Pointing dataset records
>>
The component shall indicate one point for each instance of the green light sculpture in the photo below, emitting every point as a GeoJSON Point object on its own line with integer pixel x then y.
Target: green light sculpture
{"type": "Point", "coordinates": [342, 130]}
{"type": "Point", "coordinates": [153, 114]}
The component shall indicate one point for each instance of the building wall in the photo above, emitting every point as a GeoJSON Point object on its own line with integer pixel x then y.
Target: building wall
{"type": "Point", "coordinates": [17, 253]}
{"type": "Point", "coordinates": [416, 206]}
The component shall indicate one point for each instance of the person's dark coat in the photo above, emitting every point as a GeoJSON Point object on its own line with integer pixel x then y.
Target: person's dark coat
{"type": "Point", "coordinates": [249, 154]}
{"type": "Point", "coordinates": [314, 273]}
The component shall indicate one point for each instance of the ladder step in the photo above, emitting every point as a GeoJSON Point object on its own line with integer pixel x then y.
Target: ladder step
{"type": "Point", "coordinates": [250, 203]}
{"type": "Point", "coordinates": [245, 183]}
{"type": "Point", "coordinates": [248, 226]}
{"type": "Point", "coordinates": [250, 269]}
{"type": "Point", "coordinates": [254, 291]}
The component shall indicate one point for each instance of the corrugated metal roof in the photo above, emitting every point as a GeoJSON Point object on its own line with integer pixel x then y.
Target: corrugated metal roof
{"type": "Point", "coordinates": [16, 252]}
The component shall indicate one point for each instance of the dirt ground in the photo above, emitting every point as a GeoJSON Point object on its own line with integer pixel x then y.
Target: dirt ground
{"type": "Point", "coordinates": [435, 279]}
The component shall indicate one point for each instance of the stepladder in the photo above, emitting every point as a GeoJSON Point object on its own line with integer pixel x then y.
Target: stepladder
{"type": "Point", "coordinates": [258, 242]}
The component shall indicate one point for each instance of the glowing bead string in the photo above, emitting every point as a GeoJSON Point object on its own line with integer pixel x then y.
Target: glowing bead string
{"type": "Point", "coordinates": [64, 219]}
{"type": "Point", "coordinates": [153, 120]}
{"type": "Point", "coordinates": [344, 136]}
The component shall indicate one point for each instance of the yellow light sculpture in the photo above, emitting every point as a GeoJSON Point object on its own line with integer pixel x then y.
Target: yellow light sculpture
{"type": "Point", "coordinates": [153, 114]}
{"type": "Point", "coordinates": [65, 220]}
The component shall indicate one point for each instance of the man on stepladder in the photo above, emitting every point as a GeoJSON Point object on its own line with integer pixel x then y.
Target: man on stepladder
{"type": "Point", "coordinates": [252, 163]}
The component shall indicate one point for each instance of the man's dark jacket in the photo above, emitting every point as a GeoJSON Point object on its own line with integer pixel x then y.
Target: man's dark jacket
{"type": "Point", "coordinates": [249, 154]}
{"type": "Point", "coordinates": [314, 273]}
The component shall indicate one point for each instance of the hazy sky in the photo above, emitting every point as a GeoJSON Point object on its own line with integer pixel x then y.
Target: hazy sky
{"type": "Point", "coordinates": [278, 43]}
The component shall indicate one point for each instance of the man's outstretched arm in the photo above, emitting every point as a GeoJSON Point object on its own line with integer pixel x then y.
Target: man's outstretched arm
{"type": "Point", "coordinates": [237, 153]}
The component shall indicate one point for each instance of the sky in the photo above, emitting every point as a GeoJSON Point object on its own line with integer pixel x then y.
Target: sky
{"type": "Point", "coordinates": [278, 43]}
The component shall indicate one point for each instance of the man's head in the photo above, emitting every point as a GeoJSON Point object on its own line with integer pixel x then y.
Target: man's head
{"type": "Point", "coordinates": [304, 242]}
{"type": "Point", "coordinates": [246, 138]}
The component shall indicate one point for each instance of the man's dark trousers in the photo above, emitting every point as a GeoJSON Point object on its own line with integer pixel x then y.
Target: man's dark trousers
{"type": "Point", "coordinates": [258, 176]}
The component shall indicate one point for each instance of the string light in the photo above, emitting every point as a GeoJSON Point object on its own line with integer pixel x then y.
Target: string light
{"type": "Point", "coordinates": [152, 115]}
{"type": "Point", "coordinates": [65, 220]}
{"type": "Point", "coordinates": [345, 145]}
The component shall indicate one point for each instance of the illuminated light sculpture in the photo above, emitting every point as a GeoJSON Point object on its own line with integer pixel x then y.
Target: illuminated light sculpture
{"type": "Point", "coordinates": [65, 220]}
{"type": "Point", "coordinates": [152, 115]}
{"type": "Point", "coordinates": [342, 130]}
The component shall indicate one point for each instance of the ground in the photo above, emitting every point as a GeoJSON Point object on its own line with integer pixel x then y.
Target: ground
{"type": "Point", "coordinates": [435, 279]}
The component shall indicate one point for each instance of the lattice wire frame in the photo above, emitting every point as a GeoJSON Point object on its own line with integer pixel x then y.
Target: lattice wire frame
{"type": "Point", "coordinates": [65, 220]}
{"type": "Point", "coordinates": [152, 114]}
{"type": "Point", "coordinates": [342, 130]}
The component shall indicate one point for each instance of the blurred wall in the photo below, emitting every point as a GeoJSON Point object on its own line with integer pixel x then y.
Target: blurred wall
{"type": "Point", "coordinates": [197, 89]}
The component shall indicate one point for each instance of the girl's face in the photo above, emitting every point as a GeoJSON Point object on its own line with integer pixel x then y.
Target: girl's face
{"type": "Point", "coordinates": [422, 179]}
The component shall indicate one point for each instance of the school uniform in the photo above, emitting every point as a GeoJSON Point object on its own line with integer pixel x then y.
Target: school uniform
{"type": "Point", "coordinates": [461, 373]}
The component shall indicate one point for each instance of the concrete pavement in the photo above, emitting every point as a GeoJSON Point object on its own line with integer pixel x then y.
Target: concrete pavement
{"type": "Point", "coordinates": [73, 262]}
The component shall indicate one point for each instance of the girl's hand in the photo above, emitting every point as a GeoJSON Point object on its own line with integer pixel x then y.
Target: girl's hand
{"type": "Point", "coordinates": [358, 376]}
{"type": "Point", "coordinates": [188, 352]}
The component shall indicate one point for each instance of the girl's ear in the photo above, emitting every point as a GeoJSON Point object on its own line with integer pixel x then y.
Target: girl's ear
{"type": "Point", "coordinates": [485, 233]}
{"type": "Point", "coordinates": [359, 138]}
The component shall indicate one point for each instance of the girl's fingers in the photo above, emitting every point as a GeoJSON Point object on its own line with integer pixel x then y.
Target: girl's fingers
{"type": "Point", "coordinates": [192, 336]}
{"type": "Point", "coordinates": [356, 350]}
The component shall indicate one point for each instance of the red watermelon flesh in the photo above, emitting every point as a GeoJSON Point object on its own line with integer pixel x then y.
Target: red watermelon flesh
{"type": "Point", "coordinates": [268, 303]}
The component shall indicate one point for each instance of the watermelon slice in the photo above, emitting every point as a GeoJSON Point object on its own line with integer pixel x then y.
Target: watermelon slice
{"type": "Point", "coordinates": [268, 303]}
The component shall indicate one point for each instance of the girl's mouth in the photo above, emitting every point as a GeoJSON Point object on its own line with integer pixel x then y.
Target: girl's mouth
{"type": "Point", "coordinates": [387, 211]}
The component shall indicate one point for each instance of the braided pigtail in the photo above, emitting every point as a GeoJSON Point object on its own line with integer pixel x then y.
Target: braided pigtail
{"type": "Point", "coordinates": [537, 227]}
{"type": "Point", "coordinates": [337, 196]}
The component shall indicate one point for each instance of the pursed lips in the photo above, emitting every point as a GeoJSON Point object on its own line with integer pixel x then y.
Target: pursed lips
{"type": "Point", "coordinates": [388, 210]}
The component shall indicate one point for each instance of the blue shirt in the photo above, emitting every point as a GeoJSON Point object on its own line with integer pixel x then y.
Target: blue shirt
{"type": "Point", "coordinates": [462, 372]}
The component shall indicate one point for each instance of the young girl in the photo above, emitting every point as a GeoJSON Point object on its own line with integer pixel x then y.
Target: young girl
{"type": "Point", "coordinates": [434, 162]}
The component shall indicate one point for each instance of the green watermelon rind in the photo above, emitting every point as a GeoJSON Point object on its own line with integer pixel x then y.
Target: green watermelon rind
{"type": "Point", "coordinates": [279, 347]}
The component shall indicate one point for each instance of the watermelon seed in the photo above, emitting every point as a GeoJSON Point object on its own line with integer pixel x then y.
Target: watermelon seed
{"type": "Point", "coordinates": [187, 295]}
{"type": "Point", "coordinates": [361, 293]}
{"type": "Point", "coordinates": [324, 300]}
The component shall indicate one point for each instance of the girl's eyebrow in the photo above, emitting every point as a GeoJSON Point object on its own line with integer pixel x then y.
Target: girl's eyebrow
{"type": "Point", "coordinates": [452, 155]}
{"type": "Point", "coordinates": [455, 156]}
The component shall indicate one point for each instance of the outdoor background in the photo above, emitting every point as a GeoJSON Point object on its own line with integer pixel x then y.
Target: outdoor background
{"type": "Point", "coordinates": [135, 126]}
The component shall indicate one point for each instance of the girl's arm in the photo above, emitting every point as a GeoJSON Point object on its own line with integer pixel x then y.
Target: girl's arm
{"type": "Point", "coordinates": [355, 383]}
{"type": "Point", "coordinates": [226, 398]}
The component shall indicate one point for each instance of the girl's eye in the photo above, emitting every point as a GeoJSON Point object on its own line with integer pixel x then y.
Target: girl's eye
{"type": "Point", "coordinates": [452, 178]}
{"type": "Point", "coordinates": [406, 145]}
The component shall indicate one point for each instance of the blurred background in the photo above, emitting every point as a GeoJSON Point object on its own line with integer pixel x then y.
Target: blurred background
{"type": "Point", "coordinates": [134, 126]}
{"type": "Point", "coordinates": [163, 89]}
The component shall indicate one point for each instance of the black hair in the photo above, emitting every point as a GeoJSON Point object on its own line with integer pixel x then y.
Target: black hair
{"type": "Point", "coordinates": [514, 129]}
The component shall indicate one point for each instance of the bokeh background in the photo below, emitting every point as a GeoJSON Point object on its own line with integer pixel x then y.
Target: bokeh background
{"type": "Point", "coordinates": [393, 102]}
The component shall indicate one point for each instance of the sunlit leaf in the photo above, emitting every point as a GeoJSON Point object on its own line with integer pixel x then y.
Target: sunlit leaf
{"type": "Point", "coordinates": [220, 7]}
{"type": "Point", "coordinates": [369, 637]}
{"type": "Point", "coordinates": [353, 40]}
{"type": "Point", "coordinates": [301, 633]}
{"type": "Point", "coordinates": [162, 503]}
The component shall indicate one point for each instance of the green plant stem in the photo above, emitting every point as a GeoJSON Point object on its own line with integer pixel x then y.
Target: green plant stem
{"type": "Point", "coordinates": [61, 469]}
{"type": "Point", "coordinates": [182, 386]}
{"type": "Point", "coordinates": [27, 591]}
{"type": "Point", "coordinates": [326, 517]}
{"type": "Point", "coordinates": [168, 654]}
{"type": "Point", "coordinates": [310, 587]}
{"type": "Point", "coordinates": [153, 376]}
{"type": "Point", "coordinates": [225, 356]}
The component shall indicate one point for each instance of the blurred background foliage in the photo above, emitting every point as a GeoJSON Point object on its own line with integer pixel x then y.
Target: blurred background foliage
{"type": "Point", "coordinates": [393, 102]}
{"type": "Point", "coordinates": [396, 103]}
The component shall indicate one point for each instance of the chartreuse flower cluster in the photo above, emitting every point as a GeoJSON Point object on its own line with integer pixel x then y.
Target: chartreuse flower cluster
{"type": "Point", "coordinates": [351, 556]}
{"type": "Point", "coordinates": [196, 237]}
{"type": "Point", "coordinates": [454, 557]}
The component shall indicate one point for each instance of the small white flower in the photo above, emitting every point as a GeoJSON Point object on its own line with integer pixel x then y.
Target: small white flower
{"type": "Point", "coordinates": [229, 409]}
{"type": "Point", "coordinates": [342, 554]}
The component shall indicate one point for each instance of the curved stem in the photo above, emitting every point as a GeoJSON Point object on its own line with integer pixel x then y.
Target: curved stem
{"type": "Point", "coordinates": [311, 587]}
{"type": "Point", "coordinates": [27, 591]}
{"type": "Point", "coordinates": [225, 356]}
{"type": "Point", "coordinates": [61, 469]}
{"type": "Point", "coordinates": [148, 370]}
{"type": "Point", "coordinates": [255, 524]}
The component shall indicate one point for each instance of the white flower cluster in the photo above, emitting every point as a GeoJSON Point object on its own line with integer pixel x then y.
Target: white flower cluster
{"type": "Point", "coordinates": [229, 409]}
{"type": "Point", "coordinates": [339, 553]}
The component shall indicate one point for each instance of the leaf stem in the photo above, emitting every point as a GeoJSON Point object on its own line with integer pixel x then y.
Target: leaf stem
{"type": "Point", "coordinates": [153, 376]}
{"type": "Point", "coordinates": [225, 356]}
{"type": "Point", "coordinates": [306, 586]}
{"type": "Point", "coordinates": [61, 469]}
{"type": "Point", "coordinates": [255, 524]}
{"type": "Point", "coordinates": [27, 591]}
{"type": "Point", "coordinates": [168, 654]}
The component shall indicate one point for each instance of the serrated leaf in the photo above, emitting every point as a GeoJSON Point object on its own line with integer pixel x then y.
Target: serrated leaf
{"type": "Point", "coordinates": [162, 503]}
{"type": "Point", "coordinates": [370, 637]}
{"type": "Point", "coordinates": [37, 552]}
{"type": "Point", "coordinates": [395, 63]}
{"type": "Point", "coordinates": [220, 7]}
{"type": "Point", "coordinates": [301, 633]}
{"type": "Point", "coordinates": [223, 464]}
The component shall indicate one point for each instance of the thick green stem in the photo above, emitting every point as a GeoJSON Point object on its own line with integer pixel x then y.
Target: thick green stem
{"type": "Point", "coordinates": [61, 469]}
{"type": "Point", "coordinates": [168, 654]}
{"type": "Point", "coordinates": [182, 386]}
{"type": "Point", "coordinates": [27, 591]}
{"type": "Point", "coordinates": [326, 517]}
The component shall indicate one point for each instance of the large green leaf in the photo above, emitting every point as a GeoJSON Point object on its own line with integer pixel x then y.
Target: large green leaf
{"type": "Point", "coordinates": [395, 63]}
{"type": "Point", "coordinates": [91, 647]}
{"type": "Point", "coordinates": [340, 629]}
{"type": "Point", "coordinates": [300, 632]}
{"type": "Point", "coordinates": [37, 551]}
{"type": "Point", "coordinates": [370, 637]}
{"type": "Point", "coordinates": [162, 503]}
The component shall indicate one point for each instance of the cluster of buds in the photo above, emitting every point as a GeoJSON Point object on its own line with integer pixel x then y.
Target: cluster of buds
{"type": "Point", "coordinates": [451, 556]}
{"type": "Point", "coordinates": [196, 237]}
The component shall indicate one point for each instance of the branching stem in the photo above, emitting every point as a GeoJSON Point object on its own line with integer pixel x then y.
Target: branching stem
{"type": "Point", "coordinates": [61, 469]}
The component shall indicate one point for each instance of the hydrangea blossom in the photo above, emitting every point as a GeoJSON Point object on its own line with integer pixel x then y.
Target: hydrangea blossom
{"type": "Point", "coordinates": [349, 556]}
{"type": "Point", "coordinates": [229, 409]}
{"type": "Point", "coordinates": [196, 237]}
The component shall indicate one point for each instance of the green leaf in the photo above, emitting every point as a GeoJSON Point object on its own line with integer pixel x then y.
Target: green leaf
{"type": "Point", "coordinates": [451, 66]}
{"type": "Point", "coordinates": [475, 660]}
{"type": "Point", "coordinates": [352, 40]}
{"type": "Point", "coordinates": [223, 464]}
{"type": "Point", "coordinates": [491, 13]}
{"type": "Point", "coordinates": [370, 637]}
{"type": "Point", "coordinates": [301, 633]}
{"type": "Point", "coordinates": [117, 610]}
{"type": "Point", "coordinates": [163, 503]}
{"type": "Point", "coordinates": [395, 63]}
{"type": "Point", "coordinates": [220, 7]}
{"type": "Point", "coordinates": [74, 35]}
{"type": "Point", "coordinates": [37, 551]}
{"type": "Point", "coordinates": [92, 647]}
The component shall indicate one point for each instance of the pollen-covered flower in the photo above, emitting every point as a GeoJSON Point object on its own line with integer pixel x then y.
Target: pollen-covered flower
<<
Work instructions
Repeat verbatim the stretch of lines from the one containing "of the large" through the one containing "Target: large green leaf".

Solved problem
The component shall indicate one point for each instance of the large green leaf in the photo above, emitting every point as a GeoJSON Point object on its own line with integer pixel x then y.
Target: large green leaf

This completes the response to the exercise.